### SUPPLIED MATERIAL
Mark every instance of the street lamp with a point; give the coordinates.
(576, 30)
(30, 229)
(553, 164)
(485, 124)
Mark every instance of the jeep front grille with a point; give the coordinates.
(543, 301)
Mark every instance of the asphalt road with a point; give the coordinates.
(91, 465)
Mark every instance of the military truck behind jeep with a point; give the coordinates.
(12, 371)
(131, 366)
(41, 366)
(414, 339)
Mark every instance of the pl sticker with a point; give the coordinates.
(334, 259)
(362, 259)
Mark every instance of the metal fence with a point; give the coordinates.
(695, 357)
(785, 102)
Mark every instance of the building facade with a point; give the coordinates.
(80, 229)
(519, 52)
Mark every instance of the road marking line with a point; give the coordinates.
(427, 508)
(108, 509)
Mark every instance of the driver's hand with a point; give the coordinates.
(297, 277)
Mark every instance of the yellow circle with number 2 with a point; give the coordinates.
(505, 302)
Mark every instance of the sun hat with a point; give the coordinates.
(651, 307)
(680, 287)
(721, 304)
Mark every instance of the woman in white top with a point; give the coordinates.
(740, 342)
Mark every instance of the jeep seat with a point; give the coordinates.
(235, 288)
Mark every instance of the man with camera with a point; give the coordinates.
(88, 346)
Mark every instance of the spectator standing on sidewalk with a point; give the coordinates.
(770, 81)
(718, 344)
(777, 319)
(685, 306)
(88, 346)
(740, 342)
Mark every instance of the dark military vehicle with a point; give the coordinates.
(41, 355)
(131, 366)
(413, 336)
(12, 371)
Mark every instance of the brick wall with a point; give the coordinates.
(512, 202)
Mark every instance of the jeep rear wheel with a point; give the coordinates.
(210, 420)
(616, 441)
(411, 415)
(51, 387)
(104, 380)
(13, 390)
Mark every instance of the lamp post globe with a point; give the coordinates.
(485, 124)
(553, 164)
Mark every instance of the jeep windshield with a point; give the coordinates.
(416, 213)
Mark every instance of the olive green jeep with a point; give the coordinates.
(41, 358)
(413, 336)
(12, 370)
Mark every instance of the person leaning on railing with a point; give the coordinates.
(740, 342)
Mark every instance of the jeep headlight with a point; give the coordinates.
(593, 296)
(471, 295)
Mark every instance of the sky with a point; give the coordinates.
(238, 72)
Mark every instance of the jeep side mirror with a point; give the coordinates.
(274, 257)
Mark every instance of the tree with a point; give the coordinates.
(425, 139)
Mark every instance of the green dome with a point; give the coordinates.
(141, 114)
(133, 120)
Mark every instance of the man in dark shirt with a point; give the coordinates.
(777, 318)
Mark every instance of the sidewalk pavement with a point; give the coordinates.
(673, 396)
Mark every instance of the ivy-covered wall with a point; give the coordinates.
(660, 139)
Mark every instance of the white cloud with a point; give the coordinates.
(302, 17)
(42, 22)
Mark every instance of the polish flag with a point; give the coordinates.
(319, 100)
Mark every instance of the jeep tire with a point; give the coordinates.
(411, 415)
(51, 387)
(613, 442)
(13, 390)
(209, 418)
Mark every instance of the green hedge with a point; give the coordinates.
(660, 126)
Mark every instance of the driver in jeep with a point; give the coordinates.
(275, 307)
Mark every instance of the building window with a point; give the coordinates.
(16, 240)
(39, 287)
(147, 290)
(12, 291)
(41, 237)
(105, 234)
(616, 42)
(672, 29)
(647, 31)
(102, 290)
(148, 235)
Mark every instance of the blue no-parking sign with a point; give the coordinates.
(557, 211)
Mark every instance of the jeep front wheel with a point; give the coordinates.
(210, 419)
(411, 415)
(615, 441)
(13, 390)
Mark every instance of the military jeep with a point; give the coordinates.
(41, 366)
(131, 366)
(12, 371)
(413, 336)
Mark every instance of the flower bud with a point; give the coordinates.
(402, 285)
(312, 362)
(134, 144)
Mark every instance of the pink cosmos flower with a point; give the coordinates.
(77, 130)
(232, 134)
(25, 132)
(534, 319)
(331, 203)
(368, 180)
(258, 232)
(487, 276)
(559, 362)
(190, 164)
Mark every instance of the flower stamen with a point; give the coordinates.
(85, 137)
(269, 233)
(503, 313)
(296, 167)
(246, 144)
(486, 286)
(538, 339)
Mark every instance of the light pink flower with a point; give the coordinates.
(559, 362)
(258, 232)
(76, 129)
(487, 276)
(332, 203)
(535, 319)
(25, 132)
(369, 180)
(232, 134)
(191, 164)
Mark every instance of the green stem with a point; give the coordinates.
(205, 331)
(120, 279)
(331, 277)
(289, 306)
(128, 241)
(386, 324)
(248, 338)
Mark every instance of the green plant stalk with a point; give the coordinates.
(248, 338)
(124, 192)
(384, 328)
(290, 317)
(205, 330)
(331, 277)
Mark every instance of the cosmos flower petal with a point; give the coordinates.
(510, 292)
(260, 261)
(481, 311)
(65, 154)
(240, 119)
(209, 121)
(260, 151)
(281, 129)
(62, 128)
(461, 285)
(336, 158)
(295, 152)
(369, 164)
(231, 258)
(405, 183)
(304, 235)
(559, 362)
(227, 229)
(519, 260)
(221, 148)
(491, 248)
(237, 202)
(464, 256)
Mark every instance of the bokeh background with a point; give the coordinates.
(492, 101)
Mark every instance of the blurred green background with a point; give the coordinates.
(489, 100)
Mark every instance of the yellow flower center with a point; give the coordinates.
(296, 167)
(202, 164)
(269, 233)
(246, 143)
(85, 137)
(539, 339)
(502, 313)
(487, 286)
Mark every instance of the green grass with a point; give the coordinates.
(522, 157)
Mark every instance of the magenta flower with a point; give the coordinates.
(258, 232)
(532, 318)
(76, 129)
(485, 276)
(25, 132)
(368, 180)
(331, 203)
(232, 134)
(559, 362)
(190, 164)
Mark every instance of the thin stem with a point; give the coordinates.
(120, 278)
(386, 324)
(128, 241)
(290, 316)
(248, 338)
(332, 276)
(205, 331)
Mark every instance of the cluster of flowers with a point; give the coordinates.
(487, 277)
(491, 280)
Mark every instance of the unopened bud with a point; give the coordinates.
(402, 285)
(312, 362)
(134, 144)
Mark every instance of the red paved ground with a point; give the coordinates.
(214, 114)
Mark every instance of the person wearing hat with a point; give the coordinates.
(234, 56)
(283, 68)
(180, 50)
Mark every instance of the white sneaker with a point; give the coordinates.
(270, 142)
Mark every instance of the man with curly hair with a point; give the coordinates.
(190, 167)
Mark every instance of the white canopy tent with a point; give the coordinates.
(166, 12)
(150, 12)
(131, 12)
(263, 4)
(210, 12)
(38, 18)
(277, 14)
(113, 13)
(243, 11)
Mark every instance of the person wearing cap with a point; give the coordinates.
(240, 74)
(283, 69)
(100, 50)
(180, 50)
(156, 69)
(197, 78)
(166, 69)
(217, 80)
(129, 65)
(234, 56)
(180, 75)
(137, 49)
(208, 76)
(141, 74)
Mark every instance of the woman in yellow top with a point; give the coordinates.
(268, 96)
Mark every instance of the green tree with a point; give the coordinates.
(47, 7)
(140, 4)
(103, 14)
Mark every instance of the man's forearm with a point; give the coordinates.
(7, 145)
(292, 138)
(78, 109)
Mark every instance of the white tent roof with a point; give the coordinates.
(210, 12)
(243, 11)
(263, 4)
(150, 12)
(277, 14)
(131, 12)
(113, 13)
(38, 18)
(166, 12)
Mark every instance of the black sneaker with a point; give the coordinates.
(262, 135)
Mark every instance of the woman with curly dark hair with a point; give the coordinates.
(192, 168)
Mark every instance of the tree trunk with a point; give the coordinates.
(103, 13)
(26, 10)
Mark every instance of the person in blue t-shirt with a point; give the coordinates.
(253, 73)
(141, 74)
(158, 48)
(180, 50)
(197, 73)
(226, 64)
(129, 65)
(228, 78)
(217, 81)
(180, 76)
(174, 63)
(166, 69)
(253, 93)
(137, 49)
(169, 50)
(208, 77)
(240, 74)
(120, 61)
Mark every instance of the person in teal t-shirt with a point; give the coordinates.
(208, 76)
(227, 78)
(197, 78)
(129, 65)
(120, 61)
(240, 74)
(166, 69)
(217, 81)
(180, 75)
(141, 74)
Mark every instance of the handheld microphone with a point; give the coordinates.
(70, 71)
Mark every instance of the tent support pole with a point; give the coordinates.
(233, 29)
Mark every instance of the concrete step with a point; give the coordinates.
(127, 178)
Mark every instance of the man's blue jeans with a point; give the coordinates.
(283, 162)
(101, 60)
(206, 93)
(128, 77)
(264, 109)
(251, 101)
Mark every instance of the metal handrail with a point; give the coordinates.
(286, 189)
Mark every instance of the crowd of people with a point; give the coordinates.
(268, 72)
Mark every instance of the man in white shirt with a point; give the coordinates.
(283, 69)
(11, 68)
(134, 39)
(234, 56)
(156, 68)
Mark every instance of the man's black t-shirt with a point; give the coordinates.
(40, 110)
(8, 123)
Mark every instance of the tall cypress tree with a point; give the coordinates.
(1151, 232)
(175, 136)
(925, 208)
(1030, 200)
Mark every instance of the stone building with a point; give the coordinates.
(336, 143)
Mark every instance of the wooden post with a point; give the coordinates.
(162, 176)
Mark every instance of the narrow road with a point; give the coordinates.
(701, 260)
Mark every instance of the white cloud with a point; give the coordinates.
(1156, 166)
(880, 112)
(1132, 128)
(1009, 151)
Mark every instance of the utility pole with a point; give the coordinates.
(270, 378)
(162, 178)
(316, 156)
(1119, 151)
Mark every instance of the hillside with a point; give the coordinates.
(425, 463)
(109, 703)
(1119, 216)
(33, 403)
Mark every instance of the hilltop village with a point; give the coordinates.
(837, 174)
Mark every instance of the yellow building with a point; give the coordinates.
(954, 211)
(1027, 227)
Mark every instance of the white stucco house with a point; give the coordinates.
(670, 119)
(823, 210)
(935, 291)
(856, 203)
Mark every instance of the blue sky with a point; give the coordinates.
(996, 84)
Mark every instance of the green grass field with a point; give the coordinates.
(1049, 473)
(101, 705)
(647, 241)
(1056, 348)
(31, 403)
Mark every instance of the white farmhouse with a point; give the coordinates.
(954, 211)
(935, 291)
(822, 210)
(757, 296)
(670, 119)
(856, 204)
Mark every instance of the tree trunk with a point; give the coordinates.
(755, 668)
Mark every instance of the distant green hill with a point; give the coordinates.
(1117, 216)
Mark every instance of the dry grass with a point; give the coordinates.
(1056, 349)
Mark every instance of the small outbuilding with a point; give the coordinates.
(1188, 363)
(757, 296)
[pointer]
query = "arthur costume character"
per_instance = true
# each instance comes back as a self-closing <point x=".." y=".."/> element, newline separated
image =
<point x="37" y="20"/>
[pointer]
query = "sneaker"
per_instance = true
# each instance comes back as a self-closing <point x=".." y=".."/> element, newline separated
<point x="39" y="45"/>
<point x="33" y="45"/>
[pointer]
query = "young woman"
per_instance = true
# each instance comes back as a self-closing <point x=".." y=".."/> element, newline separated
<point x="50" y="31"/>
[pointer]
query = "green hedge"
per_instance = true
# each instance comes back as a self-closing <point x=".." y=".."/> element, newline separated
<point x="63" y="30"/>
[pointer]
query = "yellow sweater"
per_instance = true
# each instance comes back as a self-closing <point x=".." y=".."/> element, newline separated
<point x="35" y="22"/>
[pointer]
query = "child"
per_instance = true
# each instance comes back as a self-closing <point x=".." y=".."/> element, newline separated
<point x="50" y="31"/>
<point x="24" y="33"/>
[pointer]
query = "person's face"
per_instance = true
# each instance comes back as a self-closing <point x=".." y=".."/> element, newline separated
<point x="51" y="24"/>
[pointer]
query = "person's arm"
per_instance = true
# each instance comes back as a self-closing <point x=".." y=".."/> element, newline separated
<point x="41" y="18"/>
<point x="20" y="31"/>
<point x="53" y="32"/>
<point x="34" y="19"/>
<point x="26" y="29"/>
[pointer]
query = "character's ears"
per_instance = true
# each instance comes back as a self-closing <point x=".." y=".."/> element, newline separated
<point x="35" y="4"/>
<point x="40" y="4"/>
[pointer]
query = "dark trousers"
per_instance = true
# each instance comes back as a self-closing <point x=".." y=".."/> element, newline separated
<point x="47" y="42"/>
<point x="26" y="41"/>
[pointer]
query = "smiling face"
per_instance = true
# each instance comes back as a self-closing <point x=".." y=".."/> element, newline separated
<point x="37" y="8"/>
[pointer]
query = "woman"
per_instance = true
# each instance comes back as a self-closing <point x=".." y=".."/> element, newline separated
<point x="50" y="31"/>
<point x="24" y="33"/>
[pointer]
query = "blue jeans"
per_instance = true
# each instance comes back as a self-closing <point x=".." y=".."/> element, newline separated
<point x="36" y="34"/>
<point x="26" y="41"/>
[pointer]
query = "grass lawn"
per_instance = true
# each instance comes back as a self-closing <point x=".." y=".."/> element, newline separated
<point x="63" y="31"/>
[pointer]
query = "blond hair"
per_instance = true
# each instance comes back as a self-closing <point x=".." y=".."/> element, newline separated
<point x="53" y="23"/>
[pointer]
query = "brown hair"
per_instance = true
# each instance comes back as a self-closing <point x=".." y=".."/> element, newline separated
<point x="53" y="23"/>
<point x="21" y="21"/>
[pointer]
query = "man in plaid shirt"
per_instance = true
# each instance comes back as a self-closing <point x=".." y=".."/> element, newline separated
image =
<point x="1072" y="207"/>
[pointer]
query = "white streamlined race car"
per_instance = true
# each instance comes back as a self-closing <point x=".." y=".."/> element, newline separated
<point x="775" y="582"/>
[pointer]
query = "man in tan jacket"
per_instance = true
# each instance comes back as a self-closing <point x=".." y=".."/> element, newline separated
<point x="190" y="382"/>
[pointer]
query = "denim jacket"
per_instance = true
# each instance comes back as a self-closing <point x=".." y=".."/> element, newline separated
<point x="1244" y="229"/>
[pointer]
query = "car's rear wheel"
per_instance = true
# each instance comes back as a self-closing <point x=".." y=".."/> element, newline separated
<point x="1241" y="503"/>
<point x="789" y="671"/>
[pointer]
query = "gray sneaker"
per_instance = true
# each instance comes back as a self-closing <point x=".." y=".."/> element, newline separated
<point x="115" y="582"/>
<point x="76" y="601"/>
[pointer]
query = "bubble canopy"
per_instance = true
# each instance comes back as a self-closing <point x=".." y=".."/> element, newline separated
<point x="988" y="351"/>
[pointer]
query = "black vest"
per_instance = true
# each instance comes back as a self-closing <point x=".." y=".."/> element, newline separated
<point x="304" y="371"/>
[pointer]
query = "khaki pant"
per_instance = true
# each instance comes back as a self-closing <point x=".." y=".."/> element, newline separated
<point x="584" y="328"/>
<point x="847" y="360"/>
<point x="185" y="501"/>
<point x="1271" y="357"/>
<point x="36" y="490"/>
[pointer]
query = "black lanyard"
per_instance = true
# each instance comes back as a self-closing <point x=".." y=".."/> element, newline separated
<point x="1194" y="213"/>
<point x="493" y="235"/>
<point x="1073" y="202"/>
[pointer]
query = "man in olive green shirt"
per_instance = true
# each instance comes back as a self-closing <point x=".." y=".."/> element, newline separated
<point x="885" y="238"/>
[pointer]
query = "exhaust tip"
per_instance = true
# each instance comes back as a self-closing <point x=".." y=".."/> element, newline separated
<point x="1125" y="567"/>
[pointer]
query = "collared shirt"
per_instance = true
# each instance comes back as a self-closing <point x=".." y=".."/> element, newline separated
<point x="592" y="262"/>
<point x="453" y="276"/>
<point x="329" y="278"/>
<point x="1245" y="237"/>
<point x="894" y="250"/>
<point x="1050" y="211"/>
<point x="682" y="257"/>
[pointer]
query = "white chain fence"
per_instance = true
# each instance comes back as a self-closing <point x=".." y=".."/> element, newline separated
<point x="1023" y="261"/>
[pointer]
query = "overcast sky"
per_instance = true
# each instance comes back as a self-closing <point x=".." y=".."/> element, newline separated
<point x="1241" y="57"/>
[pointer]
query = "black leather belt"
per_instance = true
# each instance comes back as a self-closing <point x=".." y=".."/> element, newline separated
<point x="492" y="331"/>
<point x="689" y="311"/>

### EXERCISE GOAL
Which lines in the records above contain the word "jeans"? Report each of them in full.

### THE OUTPUT
Mark every instance of the man's blue jeans with a point; give the coordinates.
query = "blue jeans"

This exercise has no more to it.